ASSIGNED TASK:
Give back all the records below, unaltered.

LISTED RECORDS START

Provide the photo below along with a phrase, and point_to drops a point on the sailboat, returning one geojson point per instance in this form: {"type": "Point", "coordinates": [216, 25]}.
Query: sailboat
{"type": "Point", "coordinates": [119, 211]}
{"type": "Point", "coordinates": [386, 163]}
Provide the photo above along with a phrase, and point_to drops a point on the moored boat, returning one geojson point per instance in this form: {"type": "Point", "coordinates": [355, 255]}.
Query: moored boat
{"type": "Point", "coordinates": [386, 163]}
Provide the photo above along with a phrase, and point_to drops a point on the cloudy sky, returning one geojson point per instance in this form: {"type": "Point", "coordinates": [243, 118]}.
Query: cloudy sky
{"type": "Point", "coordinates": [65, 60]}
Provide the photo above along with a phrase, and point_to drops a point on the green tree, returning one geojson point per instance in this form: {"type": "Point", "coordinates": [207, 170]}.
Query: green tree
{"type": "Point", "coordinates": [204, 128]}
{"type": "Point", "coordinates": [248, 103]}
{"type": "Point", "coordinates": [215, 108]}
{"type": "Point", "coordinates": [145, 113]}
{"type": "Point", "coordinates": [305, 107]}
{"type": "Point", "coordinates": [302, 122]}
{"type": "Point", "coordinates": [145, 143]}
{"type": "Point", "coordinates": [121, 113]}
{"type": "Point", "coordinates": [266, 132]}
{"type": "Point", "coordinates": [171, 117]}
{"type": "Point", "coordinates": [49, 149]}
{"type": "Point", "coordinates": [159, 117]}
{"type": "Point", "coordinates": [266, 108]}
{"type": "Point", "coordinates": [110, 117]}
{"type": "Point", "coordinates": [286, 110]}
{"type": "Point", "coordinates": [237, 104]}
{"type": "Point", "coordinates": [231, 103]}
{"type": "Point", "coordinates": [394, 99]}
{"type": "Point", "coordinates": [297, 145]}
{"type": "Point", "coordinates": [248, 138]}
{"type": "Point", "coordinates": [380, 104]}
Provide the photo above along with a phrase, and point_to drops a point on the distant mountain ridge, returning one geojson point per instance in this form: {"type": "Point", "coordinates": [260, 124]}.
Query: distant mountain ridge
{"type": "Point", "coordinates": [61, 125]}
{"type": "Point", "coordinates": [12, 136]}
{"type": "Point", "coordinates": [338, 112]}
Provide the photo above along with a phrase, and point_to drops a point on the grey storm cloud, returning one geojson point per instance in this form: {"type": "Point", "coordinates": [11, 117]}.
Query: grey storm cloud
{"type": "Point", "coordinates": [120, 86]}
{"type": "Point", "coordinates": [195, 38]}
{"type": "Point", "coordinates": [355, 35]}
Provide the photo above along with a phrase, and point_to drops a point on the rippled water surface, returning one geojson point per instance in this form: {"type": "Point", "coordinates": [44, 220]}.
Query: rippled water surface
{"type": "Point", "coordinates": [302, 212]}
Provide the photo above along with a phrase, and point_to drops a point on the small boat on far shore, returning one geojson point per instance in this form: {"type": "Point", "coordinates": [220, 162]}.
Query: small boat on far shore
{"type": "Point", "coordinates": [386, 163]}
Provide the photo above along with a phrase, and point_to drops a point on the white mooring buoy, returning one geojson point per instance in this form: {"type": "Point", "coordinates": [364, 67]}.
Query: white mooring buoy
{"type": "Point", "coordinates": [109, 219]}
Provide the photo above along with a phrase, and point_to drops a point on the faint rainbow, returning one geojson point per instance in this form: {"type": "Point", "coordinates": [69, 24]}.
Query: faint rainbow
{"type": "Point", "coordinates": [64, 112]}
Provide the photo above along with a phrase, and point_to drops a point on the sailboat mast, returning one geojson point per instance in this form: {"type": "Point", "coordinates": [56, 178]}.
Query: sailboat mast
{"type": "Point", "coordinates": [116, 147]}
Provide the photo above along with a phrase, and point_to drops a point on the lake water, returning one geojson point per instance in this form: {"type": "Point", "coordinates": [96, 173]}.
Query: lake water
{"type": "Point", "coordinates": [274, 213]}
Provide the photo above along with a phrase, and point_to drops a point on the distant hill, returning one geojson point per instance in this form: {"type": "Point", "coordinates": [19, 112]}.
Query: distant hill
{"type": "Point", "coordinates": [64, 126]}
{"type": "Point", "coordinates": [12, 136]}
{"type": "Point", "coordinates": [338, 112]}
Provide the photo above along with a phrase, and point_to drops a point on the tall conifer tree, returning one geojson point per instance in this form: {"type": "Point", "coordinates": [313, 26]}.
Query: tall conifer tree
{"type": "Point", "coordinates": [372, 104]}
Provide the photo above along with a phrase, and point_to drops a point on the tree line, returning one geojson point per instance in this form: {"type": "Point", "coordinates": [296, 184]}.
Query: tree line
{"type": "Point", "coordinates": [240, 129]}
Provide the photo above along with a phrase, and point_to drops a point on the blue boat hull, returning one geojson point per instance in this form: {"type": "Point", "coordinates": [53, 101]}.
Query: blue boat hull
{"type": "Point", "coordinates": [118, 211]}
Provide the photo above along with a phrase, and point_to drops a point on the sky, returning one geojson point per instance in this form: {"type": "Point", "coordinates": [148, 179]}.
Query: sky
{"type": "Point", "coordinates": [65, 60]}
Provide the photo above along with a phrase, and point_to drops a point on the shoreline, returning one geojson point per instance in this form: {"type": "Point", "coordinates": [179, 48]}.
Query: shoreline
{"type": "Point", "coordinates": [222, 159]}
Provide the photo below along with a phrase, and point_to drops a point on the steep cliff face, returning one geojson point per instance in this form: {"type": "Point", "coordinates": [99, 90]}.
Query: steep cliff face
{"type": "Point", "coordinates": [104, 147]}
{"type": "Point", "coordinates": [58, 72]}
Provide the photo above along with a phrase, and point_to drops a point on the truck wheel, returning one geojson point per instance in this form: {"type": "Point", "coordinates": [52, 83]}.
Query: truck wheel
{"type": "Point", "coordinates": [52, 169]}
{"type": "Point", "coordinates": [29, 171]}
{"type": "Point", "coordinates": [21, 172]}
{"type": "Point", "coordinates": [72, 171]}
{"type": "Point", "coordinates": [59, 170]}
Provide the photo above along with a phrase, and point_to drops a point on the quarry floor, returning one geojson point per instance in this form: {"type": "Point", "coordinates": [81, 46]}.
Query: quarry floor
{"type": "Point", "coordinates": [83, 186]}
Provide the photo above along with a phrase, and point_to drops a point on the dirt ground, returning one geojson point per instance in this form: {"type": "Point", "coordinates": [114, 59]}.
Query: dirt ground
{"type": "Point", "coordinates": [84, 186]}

LISTED RECORDS END

TASK RESULT:
Provide the photo below along with a phrase, and point_to drops a point on the sailboat, returning one geojson point per instance in this form: {"type": "Point", "coordinates": [216, 25]}.
Query: sailboat
{"type": "Point", "coordinates": [119, 211]}
{"type": "Point", "coordinates": [386, 163]}
Provide the photo above along with a phrase, and point_to drops a point on the moored boat, returning one geojson point per instance in this form: {"type": "Point", "coordinates": [355, 255]}.
Query: moored boat
{"type": "Point", "coordinates": [386, 163]}
Provide the photo above along with a phrase, and point_to drops a point on the cloudy sky, returning one geojson point per instance in this form: {"type": "Point", "coordinates": [243, 118]}.
Query: cloudy sky
{"type": "Point", "coordinates": [65, 60]}
Provide the photo above along with a phrase, and point_to drops a point on the green tree, returning one geojson point per instance in this form: {"type": "Point", "coordinates": [207, 170]}.
Query: green tree
{"type": "Point", "coordinates": [204, 128]}
{"type": "Point", "coordinates": [248, 103]}
{"type": "Point", "coordinates": [215, 108]}
{"type": "Point", "coordinates": [145, 113]}
{"type": "Point", "coordinates": [305, 107]}
{"type": "Point", "coordinates": [302, 122]}
{"type": "Point", "coordinates": [145, 143]}
{"type": "Point", "coordinates": [121, 113]}
{"type": "Point", "coordinates": [266, 132]}
{"type": "Point", "coordinates": [171, 117]}
{"type": "Point", "coordinates": [49, 149]}
{"type": "Point", "coordinates": [159, 117]}
{"type": "Point", "coordinates": [266, 108]}
{"type": "Point", "coordinates": [110, 117]}
{"type": "Point", "coordinates": [286, 110]}
{"type": "Point", "coordinates": [237, 104]}
{"type": "Point", "coordinates": [231, 103]}
{"type": "Point", "coordinates": [394, 99]}
{"type": "Point", "coordinates": [297, 145]}
{"type": "Point", "coordinates": [248, 138]}
{"type": "Point", "coordinates": [380, 104]}
Provide the photo above along with a phrase, and point_to drops a point on the distant mountain ridge, returning one geojson point per instance in this form: {"type": "Point", "coordinates": [260, 124]}.
Query: distant mountain ridge
{"type": "Point", "coordinates": [61, 125]}
{"type": "Point", "coordinates": [12, 136]}
{"type": "Point", "coordinates": [338, 112]}
Provide the photo above along with a phrase, and point_to drops a point on the grey storm cloud, returning one geojson point per instance in this form: {"type": "Point", "coordinates": [11, 117]}.
Query: grey storm cloud
{"type": "Point", "coordinates": [120, 86]}
{"type": "Point", "coordinates": [195, 38]}
{"type": "Point", "coordinates": [355, 35]}
Provide the photo above along with a phrase, and point_to drops a point on the rippled water surface, returning one geojson point per instance in this form: {"type": "Point", "coordinates": [44, 220]}.
Query: rippled water surface
{"type": "Point", "coordinates": [302, 212]}
Provide the photo above along with a phrase, and point_to drops a point on the small boat on far shore, returning one geojson point per instance in this form: {"type": "Point", "coordinates": [220, 162]}.
Query: small boat on far shore
{"type": "Point", "coordinates": [386, 163]}
Provide the photo above along with a phrase, and point_to drops a point on the white mooring buoy, returning one geojson point per instance in this form: {"type": "Point", "coordinates": [364, 67]}.
Query: white mooring buoy
{"type": "Point", "coordinates": [109, 219]}
Provide the photo above along with a phrase, and point_to drops a point on the faint rainbow, returning one geojson point per instance in this form: {"type": "Point", "coordinates": [69, 24]}.
Query: faint rainbow
{"type": "Point", "coordinates": [64, 112]}
Provide the photo above along with a phrase, and point_to drops a point on the sailboat mast, returning one geojson point per instance in this form: {"type": "Point", "coordinates": [56, 178]}.
Query: sailboat mast
{"type": "Point", "coordinates": [116, 147]}
Provide the photo above along with a phrase, and point_to drops a point on the lake water, returning one geojson point per instance in this form: {"type": "Point", "coordinates": [96, 173]}.
Query: lake water
{"type": "Point", "coordinates": [274, 213]}
Provide the photo above along with a phrase, and point_to drops a point on the distant hill, returning one geojson point per instance in this form: {"type": "Point", "coordinates": [19, 112]}.
Query: distant hill
{"type": "Point", "coordinates": [64, 126]}
{"type": "Point", "coordinates": [12, 136]}
{"type": "Point", "coordinates": [338, 112]}
Provide the photo above along with a phrase, and point_to drops a point on the tall conifer tree, returning one geojson point per instance in this form: {"type": "Point", "coordinates": [313, 26]}.
Query: tall conifer tree
{"type": "Point", "coordinates": [372, 104]}
Provide the photo above along with a phrase, and point_to drops a point on the tree line, returning one geojson point per instance in this form: {"type": "Point", "coordinates": [296, 184]}.
Query: tree line
{"type": "Point", "coordinates": [240, 129]}
Provide the photo above along with a phrase, and point_to drops a point on the blue boat hull, returning one geojson point per instance in this form: {"type": "Point", "coordinates": [53, 101]}.
Query: blue boat hull
{"type": "Point", "coordinates": [118, 211]}
Provide the photo above along with a phrase, and point_to drops a point on the sky, returning one geojson point per instance in this form: {"type": "Point", "coordinates": [148, 179]}.
Query: sky
{"type": "Point", "coordinates": [65, 60]}
Provide the photo above along with a phrase, and point_to drops a point on the shoreline, returning one geojson point per instance in this form: {"type": "Point", "coordinates": [179, 48]}.
Query: shoreline
{"type": "Point", "coordinates": [222, 159]}
Provide the photo below along with a phrase, and point_to drops a point on the steep cliff face, returning one geojson point per instance in this form: {"type": "Point", "coordinates": [99, 90]}.
Query: steep cliff face
{"type": "Point", "coordinates": [104, 147]}
{"type": "Point", "coordinates": [58, 72]}
Provide the photo above along with a phrase, and point_to drops a point on the truck wheel, returning one geojson point per instance in this form: {"type": "Point", "coordinates": [52, 83]}.
Query: truck wheel
{"type": "Point", "coordinates": [52, 169]}
{"type": "Point", "coordinates": [29, 171]}
{"type": "Point", "coordinates": [21, 172]}
{"type": "Point", "coordinates": [72, 171]}
{"type": "Point", "coordinates": [59, 170]}
Provide the photo above along with a phrase, and point_to drops a point on the quarry floor, returning one geojson point per instance in this form: {"type": "Point", "coordinates": [81, 46]}.
Query: quarry floor
{"type": "Point", "coordinates": [83, 186]}
Provide the photo above along with a phrase, and point_to drops a point on the dirt ground, returning one geojson point per instance in this form: {"type": "Point", "coordinates": [114, 59]}.
Query: dirt ground
{"type": "Point", "coordinates": [84, 186]}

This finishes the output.